# [Task details]
Please set down the line that contains "Target: html5 sticker" and every line below it through the last, exactly as written, with no other lines.

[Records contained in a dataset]
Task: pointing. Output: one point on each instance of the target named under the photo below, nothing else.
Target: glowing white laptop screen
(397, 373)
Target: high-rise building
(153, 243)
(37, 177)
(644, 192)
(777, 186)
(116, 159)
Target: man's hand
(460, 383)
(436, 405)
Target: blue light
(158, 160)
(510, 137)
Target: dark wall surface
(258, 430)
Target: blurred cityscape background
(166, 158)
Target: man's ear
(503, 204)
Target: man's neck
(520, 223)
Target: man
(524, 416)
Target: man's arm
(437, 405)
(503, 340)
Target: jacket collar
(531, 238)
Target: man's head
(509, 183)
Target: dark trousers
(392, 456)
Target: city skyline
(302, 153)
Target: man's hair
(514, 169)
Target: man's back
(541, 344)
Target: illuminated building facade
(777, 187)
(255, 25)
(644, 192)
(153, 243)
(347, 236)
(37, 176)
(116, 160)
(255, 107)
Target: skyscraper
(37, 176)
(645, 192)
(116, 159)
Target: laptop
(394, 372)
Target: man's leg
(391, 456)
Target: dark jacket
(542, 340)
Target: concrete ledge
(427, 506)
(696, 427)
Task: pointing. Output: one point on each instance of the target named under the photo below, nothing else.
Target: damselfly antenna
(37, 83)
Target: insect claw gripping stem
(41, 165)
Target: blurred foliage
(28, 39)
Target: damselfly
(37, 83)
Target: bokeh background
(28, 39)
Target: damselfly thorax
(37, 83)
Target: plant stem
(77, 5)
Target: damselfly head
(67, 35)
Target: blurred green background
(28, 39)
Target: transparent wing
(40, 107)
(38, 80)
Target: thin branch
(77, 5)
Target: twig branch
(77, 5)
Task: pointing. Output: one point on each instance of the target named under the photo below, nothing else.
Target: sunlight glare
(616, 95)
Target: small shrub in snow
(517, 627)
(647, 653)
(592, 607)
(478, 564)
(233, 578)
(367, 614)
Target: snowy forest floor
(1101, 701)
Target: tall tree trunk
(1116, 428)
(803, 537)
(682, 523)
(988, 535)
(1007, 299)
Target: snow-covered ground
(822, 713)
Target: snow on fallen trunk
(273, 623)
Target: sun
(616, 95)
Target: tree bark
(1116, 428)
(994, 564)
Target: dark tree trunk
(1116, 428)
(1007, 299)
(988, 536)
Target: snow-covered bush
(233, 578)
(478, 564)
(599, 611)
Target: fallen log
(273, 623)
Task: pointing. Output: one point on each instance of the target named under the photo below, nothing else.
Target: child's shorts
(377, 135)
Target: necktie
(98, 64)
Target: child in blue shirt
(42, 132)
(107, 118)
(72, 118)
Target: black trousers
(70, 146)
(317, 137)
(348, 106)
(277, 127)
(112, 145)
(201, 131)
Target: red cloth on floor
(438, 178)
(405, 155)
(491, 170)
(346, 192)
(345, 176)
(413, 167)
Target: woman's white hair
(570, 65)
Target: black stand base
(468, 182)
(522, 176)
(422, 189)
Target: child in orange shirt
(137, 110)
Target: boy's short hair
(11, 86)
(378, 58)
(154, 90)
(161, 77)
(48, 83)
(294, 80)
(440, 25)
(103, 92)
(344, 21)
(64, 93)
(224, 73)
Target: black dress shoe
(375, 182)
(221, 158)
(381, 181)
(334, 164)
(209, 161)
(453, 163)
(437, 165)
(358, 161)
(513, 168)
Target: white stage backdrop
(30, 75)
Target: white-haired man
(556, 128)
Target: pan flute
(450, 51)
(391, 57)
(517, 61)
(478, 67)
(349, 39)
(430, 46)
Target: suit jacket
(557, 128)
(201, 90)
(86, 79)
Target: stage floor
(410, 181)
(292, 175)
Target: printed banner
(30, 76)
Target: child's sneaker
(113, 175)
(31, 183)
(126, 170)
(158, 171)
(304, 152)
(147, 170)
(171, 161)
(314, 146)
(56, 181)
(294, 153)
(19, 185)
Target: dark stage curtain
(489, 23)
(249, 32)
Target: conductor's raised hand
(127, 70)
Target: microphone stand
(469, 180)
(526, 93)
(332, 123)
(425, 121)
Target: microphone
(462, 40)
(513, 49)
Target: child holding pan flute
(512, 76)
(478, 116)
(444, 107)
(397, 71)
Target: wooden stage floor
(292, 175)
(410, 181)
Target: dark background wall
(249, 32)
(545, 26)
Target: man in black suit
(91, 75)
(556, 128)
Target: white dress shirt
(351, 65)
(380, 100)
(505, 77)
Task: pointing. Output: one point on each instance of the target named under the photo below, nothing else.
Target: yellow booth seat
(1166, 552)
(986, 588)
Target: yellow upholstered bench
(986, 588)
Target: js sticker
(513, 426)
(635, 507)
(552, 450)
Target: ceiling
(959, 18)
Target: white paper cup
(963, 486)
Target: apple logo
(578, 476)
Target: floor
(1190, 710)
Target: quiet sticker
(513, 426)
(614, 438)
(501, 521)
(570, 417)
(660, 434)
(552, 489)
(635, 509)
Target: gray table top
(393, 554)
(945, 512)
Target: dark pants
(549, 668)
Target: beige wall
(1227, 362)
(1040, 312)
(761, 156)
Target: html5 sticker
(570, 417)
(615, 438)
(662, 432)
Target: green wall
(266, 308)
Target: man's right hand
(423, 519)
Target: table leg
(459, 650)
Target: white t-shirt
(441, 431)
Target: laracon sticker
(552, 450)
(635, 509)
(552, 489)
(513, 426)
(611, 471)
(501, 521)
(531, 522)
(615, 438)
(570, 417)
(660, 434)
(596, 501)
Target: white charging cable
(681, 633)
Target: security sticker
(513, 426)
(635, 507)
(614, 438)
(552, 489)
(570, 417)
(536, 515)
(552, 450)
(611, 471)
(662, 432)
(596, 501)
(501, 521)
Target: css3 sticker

# [Exercise output]
Target: html5 sticker
(570, 417)
(615, 438)
(662, 432)
Target: green wall
(266, 308)
Target: man's right hand
(423, 519)
Target: table leg
(459, 650)
Target: white t-shirt
(441, 431)
Target: laracon sticker
(552, 450)
(635, 509)
(552, 489)
(513, 426)
(611, 471)
(501, 521)
(531, 522)
(615, 438)
(570, 417)
(660, 434)
(596, 501)
Target: white charging cable
(681, 633)
Target: security sticker
(513, 426)
(635, 507)
(614, 438)
(552, 489)
(570, 417)
(536, 515)
(552, 450)
(611, 471)
(662, 432)
(596, 501)
(501, 521)
Target: css3 sticker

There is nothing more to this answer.